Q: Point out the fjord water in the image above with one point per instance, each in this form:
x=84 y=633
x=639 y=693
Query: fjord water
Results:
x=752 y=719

Directive:
Copy the data above line for line, changing nothing.

Completed exercise:
Q: Point out the fjord water in the image above with one point per instance, each in this form:
x=84 y=633
x=639 y=693
Query: fjord water
Results:
x=752 y=719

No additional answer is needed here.